==== PASSAGE FOR REVIEW
To simulate the impacts of the fiscal policies considered herein, we estimated price elasticities of demands (i.e., the ratio of the percentage change in purchase quantity to the percentage change in price of a particular food category) for the SSB, fruit, and vegetable categories. A detailed description of demand estimation methods is provided in the Supplemental Material. Briefly, we defined an aggregate SSB category to contain all product modules typically included in existing excise SSB taxes: regular (caloric) carbonated soft drinks, noncarbonated soft drinks, sports and energy drinks, fruit drinks, and premade sweetened coffees and teas. The fruit category included all UPC-labeled, uniform-weight fresh, frozen, canned, and dried fruits; similarly, the vegetable category contained all UPC-labeled, uniform-weight fresh, frozen, canned, and dried vegetables.

For each household and each food category, we aggregated weekly purchase quantities, standardized in ounces (1 oz = 28.35 grams) and fluid ounces (1 fluid oz = 29.57 grams), and expenditures into quarterly totals. Household-level purchase quantities were then translated into adult equivalents (AEs). To aid interpretation of the results, we converted household total quarterly purchases into daily averages (oz/day/AE).
========
_STUDY QUESTIONS_
[A] In the passage on food demand estimation, what measure were household total quarterly purchases converted into to aid interpretation of the results?
[B] List every product module that the passage on food demand estimation places in the aggregate SSB category.
[C] Pick up the passage on food demand estimation after its last sentence and carry it forward.
==== RECORDED DATA
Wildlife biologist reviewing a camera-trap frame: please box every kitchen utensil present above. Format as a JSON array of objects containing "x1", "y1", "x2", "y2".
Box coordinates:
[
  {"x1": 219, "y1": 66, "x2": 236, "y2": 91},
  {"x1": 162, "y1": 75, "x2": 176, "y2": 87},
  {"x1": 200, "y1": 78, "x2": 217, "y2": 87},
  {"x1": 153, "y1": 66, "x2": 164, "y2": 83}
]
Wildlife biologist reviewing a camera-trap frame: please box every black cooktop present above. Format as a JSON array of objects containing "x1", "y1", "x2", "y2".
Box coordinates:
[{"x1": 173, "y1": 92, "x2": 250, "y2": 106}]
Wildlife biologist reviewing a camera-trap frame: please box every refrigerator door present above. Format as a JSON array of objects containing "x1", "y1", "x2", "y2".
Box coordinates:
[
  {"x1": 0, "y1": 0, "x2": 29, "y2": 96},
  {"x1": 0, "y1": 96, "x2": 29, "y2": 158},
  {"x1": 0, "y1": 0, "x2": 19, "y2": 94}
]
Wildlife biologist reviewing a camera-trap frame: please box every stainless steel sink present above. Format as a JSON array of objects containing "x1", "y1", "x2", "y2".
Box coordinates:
========
_ANSWERS GIVEN_
[A] Daily averages in ounces per day per adult equivalent (oz/day/AE).

[B]
- Regular (caloric) carbonated soft drinks
- Noncarbonated soft drinks
- Sports and energy drinks
- Fruit drinks
- Premade sweetened coffees and teas

[C]
We then used a semi-logarithmic demand specification to estimate demand elasticities for each category of interest, separately. The dependent variable was the household purchase quantity of a food category, measured in AEs. The explanatory variables included: Fisher price indices (normalized by the Fisher price index of a numéraire category) for 16 aggregate packaged food-at-home (FAH) categories in logarithmic form (see Supplemental Material); a quadratic term in the logarithm of the normalized household total packaged FAH expenditure; the logarithm of household head's age; dummy variables for the household head's education level, marital status, and (self-identified) race/ethnicity; and 9 variables for the proportion of household members within each of the 10 gender-specific age groups (0–11, 12–18, 19–34, 35–64, and 65+, with the female 0–11 age group set as the omitted category) to account for household composition; as well as dummy variables for year, quarter, and census regions.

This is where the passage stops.